EXTRAIT DE PAGE>

· · · ·

Au petit déjeuner, je me retrouve en face de Joseph O'Leary pour lequel j'éprouve une amitié particulière du fait de la façon familière dont ses amis l'appellent "Jo" (cela me rappelle mon oncle : étrange raison pour laquelle apprécier quelqu'un, totalement affective et irrationnelle. Mais quelle importance quand cela porte à l'affection et non au dégoût?)
La conversation est passionnante. Il est irlandais et professeur au Japon, passionné de musique. Nous parlons de la Genèse, je lui parle des podcasts de Römer: «Vous aimez internet? — Oui. — Internet a ruiné ma vie, me déclare-t-il avec conviction. Je lève un sourcil interrogatif. — Sans internet, j'aurais davantage travailler mes idéogrammes, je parlerais mieux japonais, je n'ai pas assez travaillé.»
Il me parle de Saint Augustin, de telle façon que je demande: «Vous l'avez lu en latin? — Oui, c'est important, il faut s'imprégner du rythme de la phrase. — Hmm. J'ai du mal avec le latin, et encore plus avec les traductions en français du latin. — Saint Augustin, c'est facile, très clair, sauf au début où il essaie de ressembler à Cicéron.»
J'ai fait une note intérieure : lire Augustin en bilingue (non, pas en latin, je ne me fais pas d'illusions sur mon niveau). De toute façon, en à peine trois jours, une évidence s'impose (une évidence peut-elle ne pas s'imposer): l'importance des longues. Tous les intervenants sont au moins trilingues, français-allemand-italien, et je suppose que l'anglais va de soi. Il faut dire aussi qu'être luxembourgeois est un avantage (mais tous ne sont pas luxembourgeois)…


La suite… j'ai un problème pour continuer. Je suis timide et j'ai peur. Si je mets des noms, vais-je être repérée, reconnue? (Les noms cités ne sont pas si présents sur le net que mon blog ne puisse arriver assez haut dans les requêtes Google) Assumé-je d'être reconnue? D'un autre côté, il y a le petit pang de fierté à raconter une anecdote avec des noms connus…
D'un autre côté — encore — c'est une illusion de croire que ce que j'écris ici ait une quelconque importance.


Voici donc des anecdotes, des souvenirs. Je laisse le contenu des interventions qui, avec de la chance, seront publiées en actes.


Souvenir de Jean Greisch lors du colloque autour de Lévinas à Cerisy : « Levinas était un adversaire farouche du sacré. Un après-midi nous sommes allés visiter Bayeux. Soudain je vois Lévinas se troubler, s’arrêter devant une porte surmontée de l’inscription «sacritia». Inquiet, il se tourne vers moi et me demande ce que cela signifie. Je lui réponds pour le rassurer : «c’est le vestiaire du prêtre qui se prépare pour la messe». A ce moment-là un prêtre sort en aube et Lévinas pousse un soupir de soulagement : «Regardez, vous aviez raison».

Une remarque de JG : «ce qui m’a toujours impressionné, c’est que lorsque les événements deviennent vraiment importants, les témoins dorment ou s’endorment (jardin des Oliviers, etc). JG ajoute (en opposition à Ricœur) : «Dieu est trop précieux pour qu’on le laisse aux théologiens.»

· · · ·

Lignes de données sur l'emplacement des objets:
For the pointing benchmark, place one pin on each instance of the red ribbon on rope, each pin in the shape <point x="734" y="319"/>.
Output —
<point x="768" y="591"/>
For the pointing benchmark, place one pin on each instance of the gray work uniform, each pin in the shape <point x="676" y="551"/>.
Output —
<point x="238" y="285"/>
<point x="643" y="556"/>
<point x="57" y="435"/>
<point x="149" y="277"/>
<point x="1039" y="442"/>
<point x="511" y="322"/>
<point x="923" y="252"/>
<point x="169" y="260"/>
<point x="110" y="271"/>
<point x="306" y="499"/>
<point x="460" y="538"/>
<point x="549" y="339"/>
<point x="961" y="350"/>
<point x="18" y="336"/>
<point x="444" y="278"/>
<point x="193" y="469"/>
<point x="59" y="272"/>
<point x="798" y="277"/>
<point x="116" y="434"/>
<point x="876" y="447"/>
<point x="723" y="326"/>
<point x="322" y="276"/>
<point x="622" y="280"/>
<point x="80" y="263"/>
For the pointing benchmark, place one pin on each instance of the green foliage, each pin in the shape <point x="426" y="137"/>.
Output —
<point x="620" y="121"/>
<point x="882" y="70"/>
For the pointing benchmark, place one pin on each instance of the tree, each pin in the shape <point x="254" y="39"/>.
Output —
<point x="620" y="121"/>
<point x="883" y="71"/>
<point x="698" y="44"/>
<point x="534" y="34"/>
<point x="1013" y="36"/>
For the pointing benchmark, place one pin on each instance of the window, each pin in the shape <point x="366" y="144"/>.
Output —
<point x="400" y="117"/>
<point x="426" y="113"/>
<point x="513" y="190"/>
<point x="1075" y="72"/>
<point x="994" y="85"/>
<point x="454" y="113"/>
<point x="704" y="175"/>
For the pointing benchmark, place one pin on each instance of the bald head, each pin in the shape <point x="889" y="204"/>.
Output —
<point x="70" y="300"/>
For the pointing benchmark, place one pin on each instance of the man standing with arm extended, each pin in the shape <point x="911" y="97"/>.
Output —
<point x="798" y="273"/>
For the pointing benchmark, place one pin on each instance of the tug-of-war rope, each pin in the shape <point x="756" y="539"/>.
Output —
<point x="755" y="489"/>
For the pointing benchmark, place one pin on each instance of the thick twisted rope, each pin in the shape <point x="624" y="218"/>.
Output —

· · · ·

CONSIGNE> Transcrivez tout le passage du récit du colloque, depuis « Au petit déjeuner, je » jusqu'à « non au dégoût?) ».

CORRIGÉ>
Au petit déjeuner, je me retrouve en face de Joseph O'Leary pour lequel j'éprouve une amitié particulière du fait de la façon familière dont ses amis l'appellent "Jo" (cela me rappelle mon oncle : étrange raison pour laquelle apprécier quelqu'un, totalement affective et irrationnelle. Mais quelle importance quand cela porte à l'affection et non au dégoût?)